Segment Open

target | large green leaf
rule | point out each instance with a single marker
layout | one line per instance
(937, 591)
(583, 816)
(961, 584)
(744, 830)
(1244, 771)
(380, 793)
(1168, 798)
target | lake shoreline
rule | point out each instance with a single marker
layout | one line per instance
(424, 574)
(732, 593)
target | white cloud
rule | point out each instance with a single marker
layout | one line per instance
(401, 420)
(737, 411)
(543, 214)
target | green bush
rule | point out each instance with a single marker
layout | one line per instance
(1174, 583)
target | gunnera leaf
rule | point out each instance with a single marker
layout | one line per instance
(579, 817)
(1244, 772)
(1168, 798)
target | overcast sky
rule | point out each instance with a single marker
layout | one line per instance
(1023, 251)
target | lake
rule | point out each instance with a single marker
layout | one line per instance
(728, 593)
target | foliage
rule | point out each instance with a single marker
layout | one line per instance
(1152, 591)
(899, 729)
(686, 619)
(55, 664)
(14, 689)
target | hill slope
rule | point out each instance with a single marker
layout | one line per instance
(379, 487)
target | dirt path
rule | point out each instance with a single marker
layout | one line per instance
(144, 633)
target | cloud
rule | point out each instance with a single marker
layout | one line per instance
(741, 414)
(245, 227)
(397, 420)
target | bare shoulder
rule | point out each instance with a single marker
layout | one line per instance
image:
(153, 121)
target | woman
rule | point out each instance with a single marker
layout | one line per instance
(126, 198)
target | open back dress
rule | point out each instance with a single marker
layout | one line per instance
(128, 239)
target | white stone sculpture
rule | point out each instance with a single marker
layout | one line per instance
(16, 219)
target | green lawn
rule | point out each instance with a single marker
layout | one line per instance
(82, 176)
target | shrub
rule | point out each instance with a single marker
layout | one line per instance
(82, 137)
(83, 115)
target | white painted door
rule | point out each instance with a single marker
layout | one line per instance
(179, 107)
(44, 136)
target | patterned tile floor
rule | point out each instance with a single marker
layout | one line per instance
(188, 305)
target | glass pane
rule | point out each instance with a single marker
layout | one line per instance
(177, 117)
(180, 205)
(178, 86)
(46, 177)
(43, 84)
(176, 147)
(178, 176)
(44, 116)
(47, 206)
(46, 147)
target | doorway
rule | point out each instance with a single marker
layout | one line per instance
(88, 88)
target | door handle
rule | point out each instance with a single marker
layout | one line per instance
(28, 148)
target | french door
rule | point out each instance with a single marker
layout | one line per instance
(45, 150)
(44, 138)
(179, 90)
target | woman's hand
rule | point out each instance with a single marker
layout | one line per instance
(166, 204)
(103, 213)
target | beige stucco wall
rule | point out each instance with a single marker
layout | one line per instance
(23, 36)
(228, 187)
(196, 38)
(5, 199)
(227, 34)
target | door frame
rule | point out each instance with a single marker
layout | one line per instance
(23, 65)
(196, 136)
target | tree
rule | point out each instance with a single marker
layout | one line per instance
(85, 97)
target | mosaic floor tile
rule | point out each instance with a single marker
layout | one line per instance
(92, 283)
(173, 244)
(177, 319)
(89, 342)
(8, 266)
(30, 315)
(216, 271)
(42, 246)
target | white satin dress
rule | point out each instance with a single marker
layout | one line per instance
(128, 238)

Segment Closed

EXERCISE PROMPT
All of the entries are to be transcribed exactly.

RESPONSE TO THIS TASK
target | large green leaf
rule | point out each instance with a single marker
layout | one line per instance
(937, 591)
(583, 816)
(961, 584)
(744, 830)
(1244, 771)
(380, 793)
(1168, 798)
target | lake shoreline
rule | point out each instance with a single marker
layout | one line per instance
(424, 574)
(732, 593)
target | white cloud
rule | point out each instance with a single marker
layout | one line per instance
(401, 420)
(737, 411)
(543, 214)
target | green bush
rule | point out each instance with a single marker
layout | one line per instance
(1174, 583)
target | gunnera leaf
rule | point out each instance with a single marker
layout | one line per instance
(579, 817)
(1244, 772)
(1168, 798)
target | overcast sky
rule | point out each instance with a single marker
layout | one line per instance
(1023, 251)
target | lake
rule | point out each instance with a single marker
layout | one line per instance
(728, 593)
target | foliage
rule | point out each instance with a single marker
layout | one line per instance
(1152, 591)
(899, 729)
(686, 619)
(55, 664)
(14, 689)
target | hill slope
rule | point out each instance with a single marker
layout | one line per instance
(379, 487)
target | dirt path
rule | point out each instance with a single marker
layout | one line per instance
(144, 633)
target | cloud
rule | point out each instance with a single marker
layout | one line per instance
(741, 414)
(245, 227)
(397, 420)
target | bare shoulder
rule | point out each instance with a single marker
layout | one line per instance
image:
(153, 121)
target | woman
rule | point out each instance with a single marker
layout | one line per instance
(126, 198)
target | open back dress
rule | point out each instance with a single marker
layout | one line per instance
(128, 239)
target | white stone sculpture
rule | point out each instance with a single marker
layout | one line per instance
(16, 219)
target | green lawn
rule | point out each instance with a single marker
layout | one line per instance
(82, 176)
target | shrub
rule | point out each instance with a single marker
layout | one line per instance
(82, 137)
(83, 115)
target | white painted door
rule | point out each instance with a single marker
layout | one line per instance
(179, 107)
(44, 136)
target | patterned tile floor
rule | point out each instance with a single marker
layout | one line per instance
(188, 305)
target | glass pane
rule | point out each instance with a single marker
layout | one line per instance
(177, 117)
(180, 205)
(178, 86)
(46, 177)
(43, 84)
(176, 147)
(178, 176)
(44, 116)
(47, 206)
(46, 147)
target | doorway
rule | point out each instance with a single marker
layout | one line per instance
(88, 88)
target | door handle
rule | point out each instance with a single marker
layout | one line per instance
(28, 148)
target | french door
rule | point out each instance with a single marker
layout | one line per instance
(45, 150)
(44, 138)
(179, 90)
target | woman's hand
rule | point out each instance with a single marker
layout | one line per instance
(166, 204)
(103, 213)
target | beige stucco wall
rule | point out each instance with a single marker
layout | one line per instance
(23, 36)
(228, 187)
(196, 38)
(5, 199)
(227, 34)
target | door frame
rule | point out each instance with a single marker
layout | one line per instance
(23, 65)
(196, 136)
target | tree
rule | point out each instance with a single marker
layout | one line per instance
(85, 97)
target | mosaic floor tile
rule | point out each instance with a single marker
layout | one line per instance
(92, 283)
(173, 244)
(177, 319)
(89, 342)
(8, 266)
(30, 315)
(216, 271)
(42, 246)
target | white satin dress
rule | point out each instance with a single marker
layout | one line per instance
(128, 238)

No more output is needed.